在下方记录中查找所有包含字符串“twine”的行，并将这些行逐一完整抄录。

○ ○ ○ ○ ○

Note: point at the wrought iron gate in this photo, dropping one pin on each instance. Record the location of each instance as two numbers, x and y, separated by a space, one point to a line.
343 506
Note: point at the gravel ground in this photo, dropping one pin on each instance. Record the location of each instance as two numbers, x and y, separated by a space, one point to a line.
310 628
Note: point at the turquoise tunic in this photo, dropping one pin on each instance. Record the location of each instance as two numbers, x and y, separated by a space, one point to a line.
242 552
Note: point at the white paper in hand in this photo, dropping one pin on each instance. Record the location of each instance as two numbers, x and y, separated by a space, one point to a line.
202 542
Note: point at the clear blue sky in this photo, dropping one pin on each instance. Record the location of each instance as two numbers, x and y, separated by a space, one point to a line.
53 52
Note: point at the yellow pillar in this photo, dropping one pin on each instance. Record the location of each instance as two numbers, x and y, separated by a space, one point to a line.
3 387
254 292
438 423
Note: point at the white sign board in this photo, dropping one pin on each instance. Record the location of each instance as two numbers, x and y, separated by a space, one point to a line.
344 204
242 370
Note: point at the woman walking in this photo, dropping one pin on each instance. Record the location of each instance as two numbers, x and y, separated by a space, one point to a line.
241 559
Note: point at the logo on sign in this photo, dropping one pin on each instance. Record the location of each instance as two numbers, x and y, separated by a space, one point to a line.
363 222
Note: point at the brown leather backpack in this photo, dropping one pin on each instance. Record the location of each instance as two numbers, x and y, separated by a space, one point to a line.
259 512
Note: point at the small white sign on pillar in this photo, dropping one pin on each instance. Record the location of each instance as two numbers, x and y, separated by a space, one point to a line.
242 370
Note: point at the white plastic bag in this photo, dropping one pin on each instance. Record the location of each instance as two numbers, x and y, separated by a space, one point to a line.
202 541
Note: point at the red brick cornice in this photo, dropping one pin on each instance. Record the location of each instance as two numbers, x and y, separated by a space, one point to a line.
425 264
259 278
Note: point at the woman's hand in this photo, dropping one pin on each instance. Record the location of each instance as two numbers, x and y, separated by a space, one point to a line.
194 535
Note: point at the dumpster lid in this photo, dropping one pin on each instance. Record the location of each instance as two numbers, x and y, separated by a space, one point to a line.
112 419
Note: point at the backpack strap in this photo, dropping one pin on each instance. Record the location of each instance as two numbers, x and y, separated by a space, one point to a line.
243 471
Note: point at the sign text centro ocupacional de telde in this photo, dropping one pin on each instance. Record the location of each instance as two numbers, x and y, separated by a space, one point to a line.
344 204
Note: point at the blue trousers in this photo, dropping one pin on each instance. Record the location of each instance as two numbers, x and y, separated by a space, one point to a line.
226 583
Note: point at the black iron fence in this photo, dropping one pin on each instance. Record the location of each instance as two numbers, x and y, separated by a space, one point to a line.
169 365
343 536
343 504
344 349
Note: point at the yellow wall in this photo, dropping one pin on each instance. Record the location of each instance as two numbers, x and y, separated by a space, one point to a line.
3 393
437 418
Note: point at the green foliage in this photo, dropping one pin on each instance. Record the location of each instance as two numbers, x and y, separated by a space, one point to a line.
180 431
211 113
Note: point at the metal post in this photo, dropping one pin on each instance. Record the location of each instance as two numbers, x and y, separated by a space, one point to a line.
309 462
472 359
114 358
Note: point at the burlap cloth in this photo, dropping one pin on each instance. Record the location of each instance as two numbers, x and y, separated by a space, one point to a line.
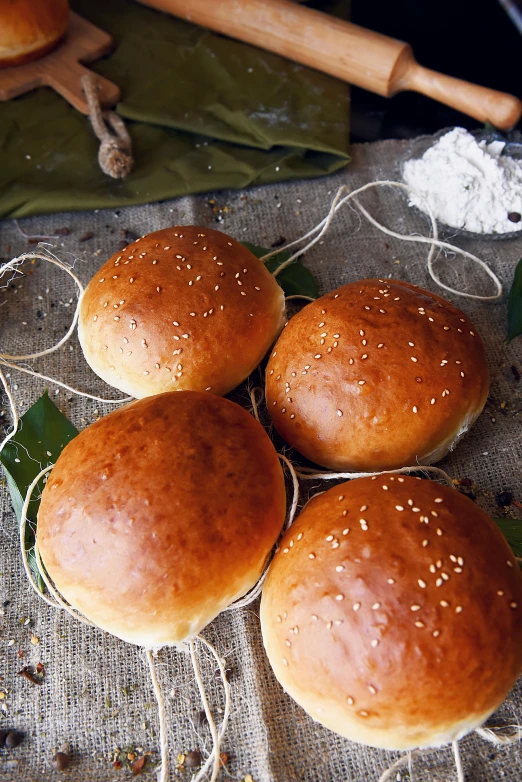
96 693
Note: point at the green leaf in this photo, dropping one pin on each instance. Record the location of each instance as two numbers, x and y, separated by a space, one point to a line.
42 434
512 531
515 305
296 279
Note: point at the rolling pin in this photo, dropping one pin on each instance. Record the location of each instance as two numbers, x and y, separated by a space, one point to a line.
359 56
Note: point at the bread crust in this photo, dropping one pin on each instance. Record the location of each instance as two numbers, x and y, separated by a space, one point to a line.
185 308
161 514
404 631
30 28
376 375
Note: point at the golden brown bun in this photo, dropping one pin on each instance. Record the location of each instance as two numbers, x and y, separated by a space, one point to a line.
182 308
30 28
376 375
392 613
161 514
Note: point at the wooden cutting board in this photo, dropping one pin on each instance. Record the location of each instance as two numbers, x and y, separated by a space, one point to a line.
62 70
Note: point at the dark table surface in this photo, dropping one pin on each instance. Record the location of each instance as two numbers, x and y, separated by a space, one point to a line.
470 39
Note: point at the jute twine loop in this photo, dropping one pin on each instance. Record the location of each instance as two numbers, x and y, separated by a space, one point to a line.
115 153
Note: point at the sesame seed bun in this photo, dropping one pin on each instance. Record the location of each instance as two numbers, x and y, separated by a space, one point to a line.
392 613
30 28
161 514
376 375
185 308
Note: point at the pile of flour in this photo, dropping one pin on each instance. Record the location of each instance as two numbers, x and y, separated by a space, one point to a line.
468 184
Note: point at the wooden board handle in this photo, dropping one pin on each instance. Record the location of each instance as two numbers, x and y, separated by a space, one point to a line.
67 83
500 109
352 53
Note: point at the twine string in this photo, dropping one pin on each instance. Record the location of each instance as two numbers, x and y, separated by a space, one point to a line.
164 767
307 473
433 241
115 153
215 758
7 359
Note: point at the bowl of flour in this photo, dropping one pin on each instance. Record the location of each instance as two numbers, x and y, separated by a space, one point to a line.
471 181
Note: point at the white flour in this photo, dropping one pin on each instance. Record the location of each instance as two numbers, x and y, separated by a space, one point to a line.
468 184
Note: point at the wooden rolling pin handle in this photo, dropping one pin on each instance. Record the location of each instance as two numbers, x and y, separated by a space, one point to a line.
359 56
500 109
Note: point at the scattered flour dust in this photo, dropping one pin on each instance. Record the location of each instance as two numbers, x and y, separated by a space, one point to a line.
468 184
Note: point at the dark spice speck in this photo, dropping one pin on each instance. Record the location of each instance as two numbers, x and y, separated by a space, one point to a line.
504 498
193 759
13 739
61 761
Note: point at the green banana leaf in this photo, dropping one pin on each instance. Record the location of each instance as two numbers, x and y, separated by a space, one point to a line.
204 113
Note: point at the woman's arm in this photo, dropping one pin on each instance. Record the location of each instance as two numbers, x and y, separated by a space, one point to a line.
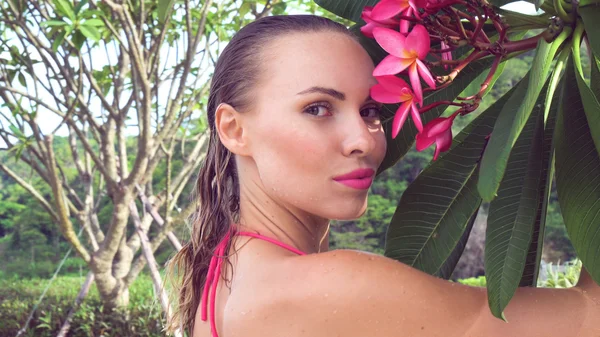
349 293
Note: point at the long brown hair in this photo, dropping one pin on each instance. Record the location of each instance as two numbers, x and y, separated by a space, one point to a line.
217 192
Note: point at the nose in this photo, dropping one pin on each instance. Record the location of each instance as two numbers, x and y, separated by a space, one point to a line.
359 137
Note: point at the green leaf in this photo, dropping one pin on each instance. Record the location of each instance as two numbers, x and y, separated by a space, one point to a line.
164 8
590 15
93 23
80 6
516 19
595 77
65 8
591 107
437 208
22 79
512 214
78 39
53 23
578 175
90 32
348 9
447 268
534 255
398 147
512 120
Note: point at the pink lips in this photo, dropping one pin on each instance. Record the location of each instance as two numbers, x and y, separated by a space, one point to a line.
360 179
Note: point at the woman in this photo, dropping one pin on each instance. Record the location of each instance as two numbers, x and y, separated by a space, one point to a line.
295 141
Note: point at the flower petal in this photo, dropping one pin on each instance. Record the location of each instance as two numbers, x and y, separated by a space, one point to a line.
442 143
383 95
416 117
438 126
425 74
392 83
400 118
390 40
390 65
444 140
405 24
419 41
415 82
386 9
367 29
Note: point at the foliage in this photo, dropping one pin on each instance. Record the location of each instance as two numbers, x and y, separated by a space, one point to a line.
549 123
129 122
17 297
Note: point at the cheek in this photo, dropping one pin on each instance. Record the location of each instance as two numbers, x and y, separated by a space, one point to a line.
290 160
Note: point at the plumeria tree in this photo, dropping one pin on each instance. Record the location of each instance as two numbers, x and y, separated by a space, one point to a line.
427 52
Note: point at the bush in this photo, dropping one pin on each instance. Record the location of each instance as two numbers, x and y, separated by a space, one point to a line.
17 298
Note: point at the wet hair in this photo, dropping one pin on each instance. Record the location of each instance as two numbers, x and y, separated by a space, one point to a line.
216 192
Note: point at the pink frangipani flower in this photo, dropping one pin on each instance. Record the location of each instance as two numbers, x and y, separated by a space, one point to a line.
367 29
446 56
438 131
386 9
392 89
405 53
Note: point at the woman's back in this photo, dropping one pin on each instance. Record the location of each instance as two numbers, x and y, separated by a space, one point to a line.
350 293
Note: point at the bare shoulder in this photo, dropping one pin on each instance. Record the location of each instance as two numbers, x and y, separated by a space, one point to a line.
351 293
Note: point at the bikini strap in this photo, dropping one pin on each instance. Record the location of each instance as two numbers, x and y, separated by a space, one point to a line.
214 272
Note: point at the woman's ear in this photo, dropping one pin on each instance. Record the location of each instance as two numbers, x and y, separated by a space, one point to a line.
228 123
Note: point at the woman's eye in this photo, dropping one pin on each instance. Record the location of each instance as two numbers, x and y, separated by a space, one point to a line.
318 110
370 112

○ ○ ○ ○ ○

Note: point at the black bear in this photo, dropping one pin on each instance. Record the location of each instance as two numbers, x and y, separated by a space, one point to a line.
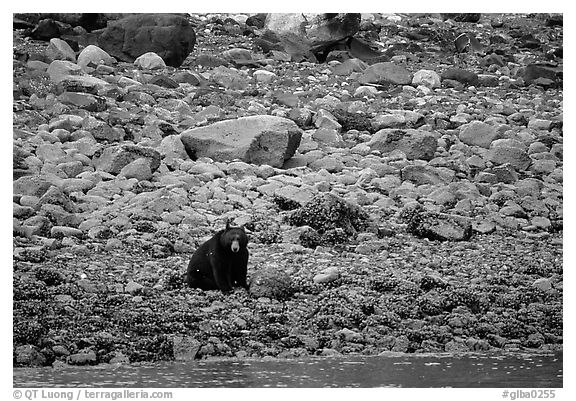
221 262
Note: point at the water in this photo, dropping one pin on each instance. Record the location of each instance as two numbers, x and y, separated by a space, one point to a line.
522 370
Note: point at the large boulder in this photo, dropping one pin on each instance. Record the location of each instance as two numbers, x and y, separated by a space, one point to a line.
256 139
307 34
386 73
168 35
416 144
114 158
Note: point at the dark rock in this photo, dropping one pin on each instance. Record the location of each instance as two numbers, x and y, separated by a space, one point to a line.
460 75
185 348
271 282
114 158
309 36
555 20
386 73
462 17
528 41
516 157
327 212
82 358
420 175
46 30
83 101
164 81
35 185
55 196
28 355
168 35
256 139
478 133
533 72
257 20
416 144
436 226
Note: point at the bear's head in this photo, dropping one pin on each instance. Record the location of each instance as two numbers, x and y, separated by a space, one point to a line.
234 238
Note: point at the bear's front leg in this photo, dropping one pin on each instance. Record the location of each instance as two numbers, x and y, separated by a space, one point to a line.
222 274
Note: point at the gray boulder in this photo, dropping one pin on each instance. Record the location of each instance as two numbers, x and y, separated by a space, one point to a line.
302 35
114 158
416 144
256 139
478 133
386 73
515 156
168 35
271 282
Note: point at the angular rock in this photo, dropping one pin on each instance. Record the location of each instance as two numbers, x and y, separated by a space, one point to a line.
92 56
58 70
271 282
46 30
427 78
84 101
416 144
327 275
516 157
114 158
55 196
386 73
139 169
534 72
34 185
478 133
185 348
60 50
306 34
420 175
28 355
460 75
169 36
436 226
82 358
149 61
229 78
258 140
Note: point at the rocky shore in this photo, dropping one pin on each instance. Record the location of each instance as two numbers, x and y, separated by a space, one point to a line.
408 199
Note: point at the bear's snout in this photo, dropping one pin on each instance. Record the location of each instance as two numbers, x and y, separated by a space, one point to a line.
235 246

○ ○ ○ ○ ○

# 参考答案
Note: point at the jute twine loop in this photo, dropping one pin on each instance. Record the location of each instance as two numbers, x and y, separated by a space, one point to a line.
Note: point at the twine string in this photo, dropping one pin on each instance. Record the location of each instance as two numbers, x and y, separated by a space, one point to a line.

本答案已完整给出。